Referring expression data
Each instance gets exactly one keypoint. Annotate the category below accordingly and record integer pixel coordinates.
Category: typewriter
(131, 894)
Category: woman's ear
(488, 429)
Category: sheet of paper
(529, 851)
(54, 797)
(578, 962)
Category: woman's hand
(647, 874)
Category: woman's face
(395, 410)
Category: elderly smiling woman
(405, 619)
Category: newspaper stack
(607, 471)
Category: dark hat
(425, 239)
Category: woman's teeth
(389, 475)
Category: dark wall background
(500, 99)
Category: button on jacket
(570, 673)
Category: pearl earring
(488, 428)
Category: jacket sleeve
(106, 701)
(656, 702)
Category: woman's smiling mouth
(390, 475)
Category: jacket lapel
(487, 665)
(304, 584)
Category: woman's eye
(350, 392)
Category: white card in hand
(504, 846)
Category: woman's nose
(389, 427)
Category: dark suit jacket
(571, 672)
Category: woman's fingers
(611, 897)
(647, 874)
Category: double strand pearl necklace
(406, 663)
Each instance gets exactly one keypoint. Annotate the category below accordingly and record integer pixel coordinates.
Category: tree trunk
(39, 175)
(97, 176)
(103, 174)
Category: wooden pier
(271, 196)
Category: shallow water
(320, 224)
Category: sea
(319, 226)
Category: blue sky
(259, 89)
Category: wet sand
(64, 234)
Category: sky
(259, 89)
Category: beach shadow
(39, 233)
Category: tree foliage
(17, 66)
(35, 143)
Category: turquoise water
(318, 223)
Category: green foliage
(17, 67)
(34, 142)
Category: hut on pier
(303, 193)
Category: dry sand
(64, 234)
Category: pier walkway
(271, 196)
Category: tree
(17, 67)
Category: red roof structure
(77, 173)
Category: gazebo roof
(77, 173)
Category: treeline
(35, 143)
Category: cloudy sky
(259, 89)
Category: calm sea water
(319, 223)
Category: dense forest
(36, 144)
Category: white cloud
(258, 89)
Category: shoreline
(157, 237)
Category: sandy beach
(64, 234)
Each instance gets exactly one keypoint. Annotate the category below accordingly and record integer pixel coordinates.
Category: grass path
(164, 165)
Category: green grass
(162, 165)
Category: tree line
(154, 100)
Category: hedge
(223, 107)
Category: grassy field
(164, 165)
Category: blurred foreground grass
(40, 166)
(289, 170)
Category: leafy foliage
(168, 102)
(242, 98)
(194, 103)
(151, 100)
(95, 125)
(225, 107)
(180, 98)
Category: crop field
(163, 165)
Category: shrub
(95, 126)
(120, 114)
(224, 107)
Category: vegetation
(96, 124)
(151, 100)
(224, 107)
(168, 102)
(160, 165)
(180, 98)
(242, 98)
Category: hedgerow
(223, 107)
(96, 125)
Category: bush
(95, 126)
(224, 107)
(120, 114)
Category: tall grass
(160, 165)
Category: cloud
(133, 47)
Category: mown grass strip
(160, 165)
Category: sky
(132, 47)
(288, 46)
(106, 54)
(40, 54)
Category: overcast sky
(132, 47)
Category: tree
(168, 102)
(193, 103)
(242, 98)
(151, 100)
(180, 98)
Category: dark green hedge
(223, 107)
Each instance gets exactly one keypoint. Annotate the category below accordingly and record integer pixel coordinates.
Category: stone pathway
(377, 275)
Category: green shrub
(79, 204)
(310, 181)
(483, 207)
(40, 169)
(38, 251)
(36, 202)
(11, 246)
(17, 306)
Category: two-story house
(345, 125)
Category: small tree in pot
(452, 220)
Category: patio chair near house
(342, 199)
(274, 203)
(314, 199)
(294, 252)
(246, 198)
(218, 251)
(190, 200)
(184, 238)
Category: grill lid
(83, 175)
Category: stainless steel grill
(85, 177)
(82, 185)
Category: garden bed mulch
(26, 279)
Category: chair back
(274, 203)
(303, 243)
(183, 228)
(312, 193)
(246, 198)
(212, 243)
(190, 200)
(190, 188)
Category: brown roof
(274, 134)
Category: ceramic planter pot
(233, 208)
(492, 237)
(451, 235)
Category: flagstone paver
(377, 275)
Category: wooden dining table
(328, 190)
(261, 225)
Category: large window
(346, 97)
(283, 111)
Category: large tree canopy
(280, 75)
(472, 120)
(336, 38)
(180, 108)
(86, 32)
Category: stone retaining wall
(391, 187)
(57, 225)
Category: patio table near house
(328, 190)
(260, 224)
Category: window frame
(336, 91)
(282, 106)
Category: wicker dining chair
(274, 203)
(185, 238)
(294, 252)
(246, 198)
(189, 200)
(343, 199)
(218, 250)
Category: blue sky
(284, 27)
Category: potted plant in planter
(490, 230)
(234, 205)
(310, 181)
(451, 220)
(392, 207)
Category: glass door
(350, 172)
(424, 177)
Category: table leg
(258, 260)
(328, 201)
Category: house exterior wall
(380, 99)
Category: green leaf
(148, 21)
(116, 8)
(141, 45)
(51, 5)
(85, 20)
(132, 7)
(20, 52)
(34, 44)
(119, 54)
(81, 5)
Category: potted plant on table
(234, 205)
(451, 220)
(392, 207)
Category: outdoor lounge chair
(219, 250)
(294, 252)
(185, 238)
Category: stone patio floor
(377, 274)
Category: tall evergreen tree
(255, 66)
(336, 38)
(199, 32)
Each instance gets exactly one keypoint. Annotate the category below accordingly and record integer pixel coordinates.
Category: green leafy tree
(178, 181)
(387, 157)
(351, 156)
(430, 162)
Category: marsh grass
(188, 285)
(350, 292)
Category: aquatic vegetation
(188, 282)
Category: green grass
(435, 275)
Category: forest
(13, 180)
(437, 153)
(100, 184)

Problem: Restate every line of the data above exactly as it was written.

Answer for the task:
Each instance gets exactly one keypoint. Annotate the category below accordingly and record integer pixel coordinates.
Category: typewriter
(131, 894)
Category: woman's ear
(488, 429)
Category: sheet of paper
(529, 851)
(54, 797)
(578, 962)
Category: woman's hand
(647, 874)
Category: woman's face
(395, 410)
Category: elderly smiling woman
(405, 619)
Category: newspaper stack
(607, 471)
Category: dark hat
(425, 239)
Category: woman's teeth
(389, 475)
Category: dark wall background
(500, 99)
Category: button on jacket
(570, 673)
Category: pearl earring
(488, 428)
Category: jacket sleeve
(106, 701)
(656, 702)
Category: woman's smiling mouth
(390, 475)
Category: jacket lapel
(487, 665)
(304, 584)
Category: woman's eye
(350, 392)
Category: white card in hand
(504, 846)
Category: woman's nose
(389, 427)
Category: dark suit jacket
(571, 672)
Category: woman's fingers
(611, 897)
(647, 874)
Category: double strand pearl necklace
(406, 663)
Each instance gets exactly one keypoint. Annotate the category below accordingly and record integer pixel coordinates.
Category: tree trunk
(39, 175)
(97, 176)
(103, 174)
Category: wooden pier
(271, 196)
Category: shallow water
(320, 224)
Category: sea
(319, 226)
Category: blue sky
(259, 89)
Category: wet sand
(64, 234)
Category: sky
(259, 89)
Category: beach shadow
(39, 233)
Category: tree foliage
(17, 66)
(35, 143)
Category: turquoise water
(318, 223)
Category: green foliage
(17, 67)
(34, 142)
Category: hut on pier
(303, 193)
Category: dry sand
(64, 234)
Category: pier walkway
(271, 196)
Category: tree
(17, 67)
Category: red roof structure
(77, 173)
Category: gazebo roof
(77, 173)
Category: treeline
(35, 143)
Category: cloudy sky
(259, 89)
Category: calm sea water
(319, 223)
Category: dense forest
(36, 144)
Category: white cloud
(258, 89)
Category: shoreline
(157, 237)
Category: sandy beach
(64, 234)
Each instance gets exactly one keypoint. Annotate the category below accordingly and record integer pixel coordinates.
Category: grass path
(164, 165)
Category: green grass
(162, 165)
Category: tree line
(154, 100)
Category: hedge
(223, 107)
Category: grassy field
(164, 165)
Category: blurred foreground grass
(40, 166)
(289, 170)
Category: leafy foliage
(168, 102)
(242, 98)
(194, 103)
(151, 100)
(95, 125)
(225, 107)
(180, 98)
Category: crop field
(163, 165)
Category: shrub
(95, 126)
(120, 114)
(224, 107)
Category: vegetation
(96, 124)
(151, 100)
(224, 107)
(168, 102)
(160, 165)
(180, 98)
(242, 98)
Category: hedgerow
(223, 107)
(96, 125)
Category: bush
(95, 126)
(224, 107)
(120, 114)
Category: tall grass
(160, 165)
Category: cloud
(133, 47)
Category: mown grass strip
(160, 165)
Category: sky
(132, 47)
(288, 46)
(106, 54)
(40, 54)
Category: overcast sky
(132, 47)
Category: tree
(168, 102)
(193, 103)
(242, 98)
(151, 100)
(180, 98)
Category: dark green hedge
(223, 107)
Each instance gets exactly one keypoint. Annotate the category below accordingly and record integer pixel coordinates.
Category: stone pathway
(377, 275)
Category: green shrub
(79, 204)
(310, 181)
(483, 207)
(40, 169)
(38, 251)
(36, 202)
(11, 246)
(17, 306)
Category: two-story house
(345, 125)
Category: small tree in pot
(452, 220)
Category: patio chair near house
(342, 199)
(274, 203)
(314, 199)
(294, 252)
(246, 198)
(218, 251)
(190, 200)
(184, 238)
Category: grill lid
(83, 175)
Category: stainless steel grill
(85, 177)
(82, 185)
Category: garden bed mulch
(26, 279)
Category: chair back
(274, 203)
(303, 243)
(183, 228)
(312, 193)
(246, 198)
(212, 243)
(190, 200)
(190, 188)
Category: brown roof
(274, 134)
Category: ceramic planter pot
(233, 208)
(492, 237)
(451, 235)
Category: flagstone paver
(377, 275)
Category: wooden dining table
(328, 190)
(261, 225)
Category: large window
(346, 97)
(283, 111)
Category: large tree canopy
(280, 75)
(472, 120)
(336, 38)
(180, 108)
(86, 32)
Category: stone retaining wall
(391, 187)
(57, 225)
Category: patio table near house
(328, 190)
(260, 224)
Category: window frame
(336, 91)
(282, 106)
Category: wicker dining chair
(274, 203)
(185, 238)
(294, 252)
(246, 198)
(189, 200)
(343, 199)
(218, 250)
Category: blue sky
(284, 27)
Category: potted plant in planter
(490, 230)
(234, 205)
(310, 181)
(451, 220)
(392, 207)
Category: glass door
(350, 172)
(424, 177)
Category: table leg
(258, 260)
(328, 201)
Category: house exterior wall
(380, 99)
Category: green leaf
(148, 21)
(116, 8)
(141, 45)
(51, 5)
(85, 20)
(132, 7)
(20, 52)
(34, 44)
(119, 54)
(81, 5)
Category: potted plant on table
(234, 205)
(451, 220)
(392, 207)
Category: outdoor lounge chair
(219, 250)
(294, 252)
(185, 238)
Category: stone patio floor
(377, 274)
Category: tall evergreen tree
(255, 66)
(336, 38)
(199, 32)
Each instance gets exactly one keypoint. Annotate the category below accordingly and record integer pixel coordinates.
Category: green leafy tree
(178, 181)
(387, 157)
(351, 156)
(430, 162)
Category: marsh grass
(188, 285)
(350, 292)
Category: aquatic vegetation
(188, 282)
Category: green grass
(435, 275)
Category: forest
(13, 180)
(437, 153)
(100, 184)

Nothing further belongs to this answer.